Usted se imagina lo que pasó: lleno de lágrimas porque no le creyeron a sus muchachos, el fiscal acudió al Supremo y se quejó de la supresión de la prueba, pidiendo que el cáñamo índico mal habido, permaneciera en el proceso porque era la presa apresada que ellos revolcarían en festín evidenciario. Aquella suprema, noble e inteligente gente de buenos sentimientos, que nunca han conducido un vehículo en una oscura y lluviosa noche por una solitaria carretera rural en compañía de una dama, ni han visto muchas armas largas a esas horas tomentosas empuñadas por unos muchachitos con autorización para usarlas, creyeron el cuento de la suave y legal intervención de los agentes. Validaron la ocupación revocando al juez que vio declarar a los que declararon y decidió no creer lo que nadie más creería. El Supremo creyó lo que leyó aunque los jueces, después de todo, no deben ser tan inocentes como para creer lo que nadie más creería. 
Después, ocurrió lo que ocurrió. Por las instrucciones subliminales no tan sublimes en esa y otras decisiones del Supremo, los demás jueces (las excepciones no hacen la regla, pero las hay), sin importar lo que los agentes declararan, creían sus testimonios como verdades lapidarias. Conocían el caso del perfume y han visto al Presidente del Supremo ser citado, convocado y reunido por un colérico Superintendente de la Policía para escuchar que los jueces no lo ayudan a resolver el problema de la criminalidad, que no avanzan a condenar y fijan fianzas y penas pequeñas. También lo han visto reaccionar a la “super” queja. Entonces, echando a un lado la inteligencia, la profundidad y el conocimiento que brinda el nombramiento, comenzaron a creer los descarnados testimonios en los que todo ocurría igual. Iguales, igualitos, unos más iguales que otros, idénticos, cansones, fraudulentos, sin aderezo, sin imaginación, sin colorido, sin pique, escuetos, bobolones, adulterados, flojos, de engañifa e incoloros y obviamente, inverosímiles.

__SECCIÓN DE DATOS__:
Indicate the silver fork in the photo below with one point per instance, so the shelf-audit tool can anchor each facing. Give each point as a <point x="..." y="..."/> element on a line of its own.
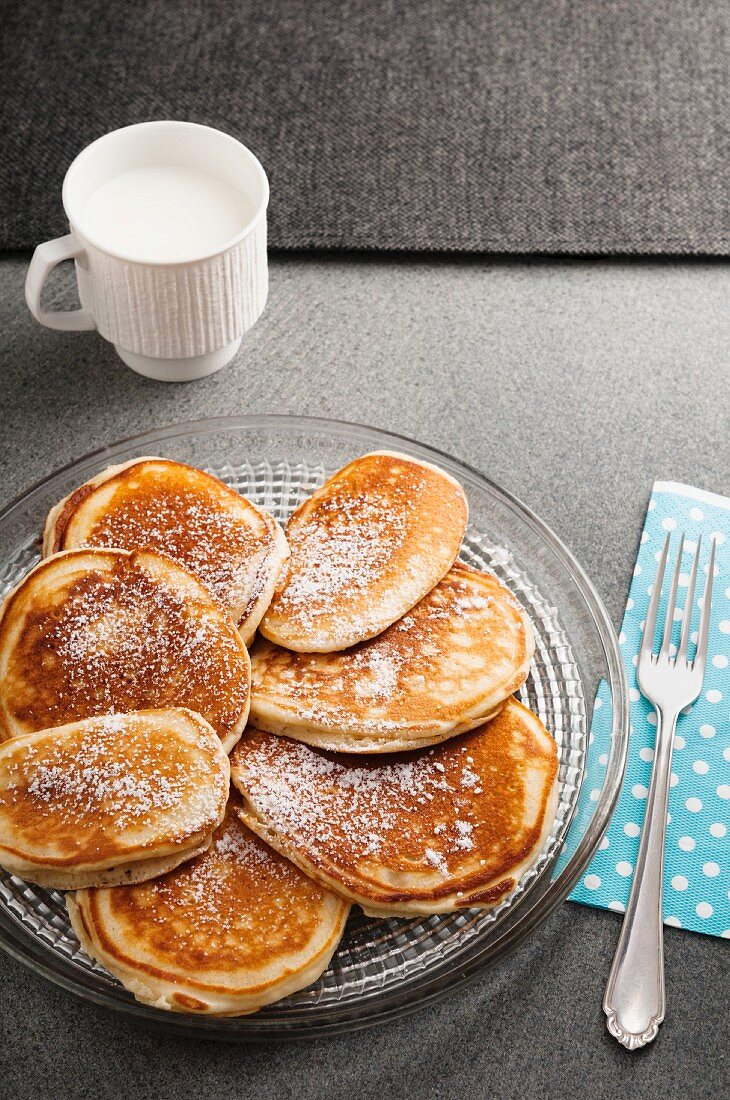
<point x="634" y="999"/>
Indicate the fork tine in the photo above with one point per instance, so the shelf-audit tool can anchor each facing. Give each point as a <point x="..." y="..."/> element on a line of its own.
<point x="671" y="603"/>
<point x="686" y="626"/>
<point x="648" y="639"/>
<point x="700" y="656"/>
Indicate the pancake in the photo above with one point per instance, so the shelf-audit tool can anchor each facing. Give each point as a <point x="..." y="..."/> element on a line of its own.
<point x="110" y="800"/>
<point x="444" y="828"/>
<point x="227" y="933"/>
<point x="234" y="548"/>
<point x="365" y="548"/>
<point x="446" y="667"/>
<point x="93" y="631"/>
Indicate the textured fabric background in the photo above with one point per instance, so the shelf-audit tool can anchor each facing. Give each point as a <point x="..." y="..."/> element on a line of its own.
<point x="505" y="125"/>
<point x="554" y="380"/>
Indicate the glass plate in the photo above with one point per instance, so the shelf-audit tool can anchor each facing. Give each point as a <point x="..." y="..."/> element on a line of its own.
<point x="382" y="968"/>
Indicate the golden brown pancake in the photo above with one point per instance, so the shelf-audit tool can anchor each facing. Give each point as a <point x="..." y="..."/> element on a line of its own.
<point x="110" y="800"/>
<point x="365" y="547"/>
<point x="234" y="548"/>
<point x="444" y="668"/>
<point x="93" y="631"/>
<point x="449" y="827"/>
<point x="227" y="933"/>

...

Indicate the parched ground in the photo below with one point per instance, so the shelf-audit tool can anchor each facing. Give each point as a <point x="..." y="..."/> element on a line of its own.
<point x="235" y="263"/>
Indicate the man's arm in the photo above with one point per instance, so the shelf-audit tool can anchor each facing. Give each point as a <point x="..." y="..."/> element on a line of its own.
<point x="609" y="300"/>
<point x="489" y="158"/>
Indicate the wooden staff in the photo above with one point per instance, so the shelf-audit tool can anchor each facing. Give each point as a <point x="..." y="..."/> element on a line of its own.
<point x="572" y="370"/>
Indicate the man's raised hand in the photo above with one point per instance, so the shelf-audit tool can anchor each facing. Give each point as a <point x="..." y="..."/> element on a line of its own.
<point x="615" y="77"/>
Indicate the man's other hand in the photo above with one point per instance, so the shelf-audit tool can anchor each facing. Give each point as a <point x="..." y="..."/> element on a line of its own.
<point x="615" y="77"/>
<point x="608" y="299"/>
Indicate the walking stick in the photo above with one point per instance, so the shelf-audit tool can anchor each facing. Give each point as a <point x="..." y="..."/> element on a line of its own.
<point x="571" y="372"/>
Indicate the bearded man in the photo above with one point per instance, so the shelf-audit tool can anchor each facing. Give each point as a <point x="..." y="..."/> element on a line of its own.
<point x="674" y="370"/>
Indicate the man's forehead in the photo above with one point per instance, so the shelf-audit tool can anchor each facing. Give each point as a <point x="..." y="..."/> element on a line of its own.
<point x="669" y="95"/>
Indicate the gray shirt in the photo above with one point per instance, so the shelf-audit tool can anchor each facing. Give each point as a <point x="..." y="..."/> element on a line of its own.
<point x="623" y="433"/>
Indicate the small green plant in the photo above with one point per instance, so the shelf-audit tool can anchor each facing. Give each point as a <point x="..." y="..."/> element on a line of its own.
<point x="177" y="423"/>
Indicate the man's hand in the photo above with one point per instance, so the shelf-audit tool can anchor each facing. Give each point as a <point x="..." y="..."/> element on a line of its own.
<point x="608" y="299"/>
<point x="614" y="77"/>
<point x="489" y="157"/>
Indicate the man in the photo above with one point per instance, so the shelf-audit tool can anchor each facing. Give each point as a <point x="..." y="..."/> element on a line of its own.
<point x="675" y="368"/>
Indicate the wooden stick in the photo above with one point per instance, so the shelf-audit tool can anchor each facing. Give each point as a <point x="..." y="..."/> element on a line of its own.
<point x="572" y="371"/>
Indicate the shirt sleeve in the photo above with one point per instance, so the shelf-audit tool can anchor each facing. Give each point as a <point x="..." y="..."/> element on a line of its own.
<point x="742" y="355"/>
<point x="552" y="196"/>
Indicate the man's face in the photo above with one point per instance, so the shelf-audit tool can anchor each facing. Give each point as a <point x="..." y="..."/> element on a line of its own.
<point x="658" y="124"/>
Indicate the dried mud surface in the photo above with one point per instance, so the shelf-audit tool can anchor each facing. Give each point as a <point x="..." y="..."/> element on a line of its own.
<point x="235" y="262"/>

__OBJETIVO__:
Contesta según el fragmento de lectura:
1. ¿Ante quién acudió el fiscal y de qué se quejó?
2. ¿Qué hizo el Supremo con la ocupación?
3. ¿Quién citó al Presidente del Supremo?
Los registros provienen de otra fuente.

__EJERCICIO RESUELTO__:
1. Acudió al Supremo y se quejó de la supresión de la prueba.
2. La validó, revocando al juez que vio declarar a los que declararon.
3. Un colérico Superintendente de la Policía.